◆ **THE EXERCISE**: Render every line of the entries below as a numbered list, skipping any blank lines. Leave the pictures out of your answer.

─── RECORDS FOR THE EXERCISE ───

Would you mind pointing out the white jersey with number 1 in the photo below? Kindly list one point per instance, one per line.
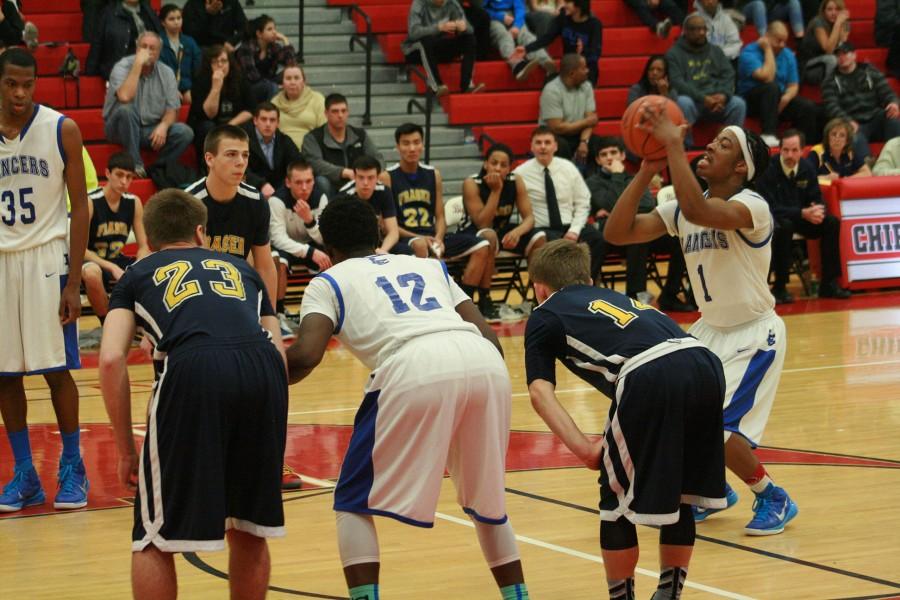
(32, 185)
(728, 269)
(380, 302)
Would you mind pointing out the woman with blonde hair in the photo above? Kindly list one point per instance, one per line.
(302, 108)
(834, 157)
(826, 31)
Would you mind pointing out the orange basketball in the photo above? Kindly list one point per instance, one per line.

───

◆ **THE RESPONSE**:
1. Would you mind pointing out the white jersey with number 1 in the photo below? Kindly list one point per instance, one per line.
2. (32, 185)
3. (728, 269)
4. (380, 302)
5. Would you mind pointing out the woman with blonde hair in the photo above? Kindly list one point per instance, one per line.
6. (302, 108)
7. (834, 157)
8. (826, 31)
9. Would you mind pointing out the orange basketball in the photo above? Kindly list one point per instance, one per line.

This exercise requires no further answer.